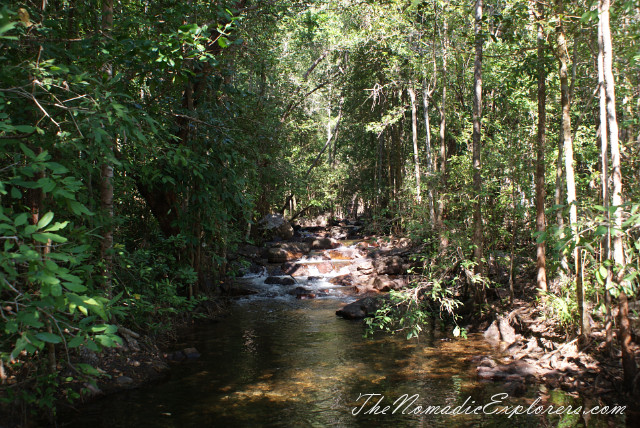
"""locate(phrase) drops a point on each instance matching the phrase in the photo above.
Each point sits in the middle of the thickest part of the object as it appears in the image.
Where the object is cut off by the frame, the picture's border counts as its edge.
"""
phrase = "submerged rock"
(281, 280)
(303, 293)
(500, 330)
(359, 309)
(392, 265)
(322, 244)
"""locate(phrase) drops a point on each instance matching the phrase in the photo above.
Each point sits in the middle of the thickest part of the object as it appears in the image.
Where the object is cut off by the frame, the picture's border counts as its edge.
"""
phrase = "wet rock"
(507, 333)
(298, 248)
(492, 334)
(280, 255)
(515, 388)
(124, 381)
(392, 265)
(191, 353)
(340, 255)
(238, 290)
(365, 267)
(500, 330)
(359, 309)
(275, 225)
(385, 283)
(303, 293)
(324, 268)
(249, 251)
(295, 269)
(176, 356)
(342, 280)
(515, 371)
(338, 233)
(281, 280)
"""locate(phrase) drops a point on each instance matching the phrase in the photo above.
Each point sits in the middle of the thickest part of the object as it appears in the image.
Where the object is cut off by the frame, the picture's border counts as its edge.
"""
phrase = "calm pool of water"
(292, 363)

— The task —
Could you copy every line of the records above word for word, leaving out the pictures?

— Complete answer —
"""locate(phrase) drops a point on each instance matching the phrase in the photo above.
Each point sits in the middle of the thickest part of the object as it appears in the image.
Where the object is cut off by the frame, the picture's border counts as its edge.
"""
phrase = "submerged rock"
(281, 280)
(303, 293)
(500, 330)
(359, 309)
(392, 265)
(322, 244)
"""locate(phrase) drops a point on each instance matching the phrase in the photo above.
Each point sits in the middle of the thickest part of the object as it appears in the image.
Where the object is cut off by the frame, the picture's border counts as its edge.
"""
phrase = "wet rock"
(507, 333)
(298, 248)
(492, 334)
(280, 255)
(515, 388)
(124, 381)
(392, 265)
(191, 353)
(340, 255)
(238, 290)
(365, 267)
(500, 330)
(359, 309)
(275, 225)
(385, 283)
(303, 293)
(324, 268)
(249, 251)
(295, 269)
(176, 356)
(342, 280)
(515, 371)
(338, 233)
(281, 280)
"""locate(phrase) drops a point on each instance matching the phrase in the photo above.
Each point sits in the middle of the thickest part of the object as it appears in the image.
Where the object is cut off by the frame, the picture's border counts as its edge.
"""
phrase = "calm pool of water"
(292, 363)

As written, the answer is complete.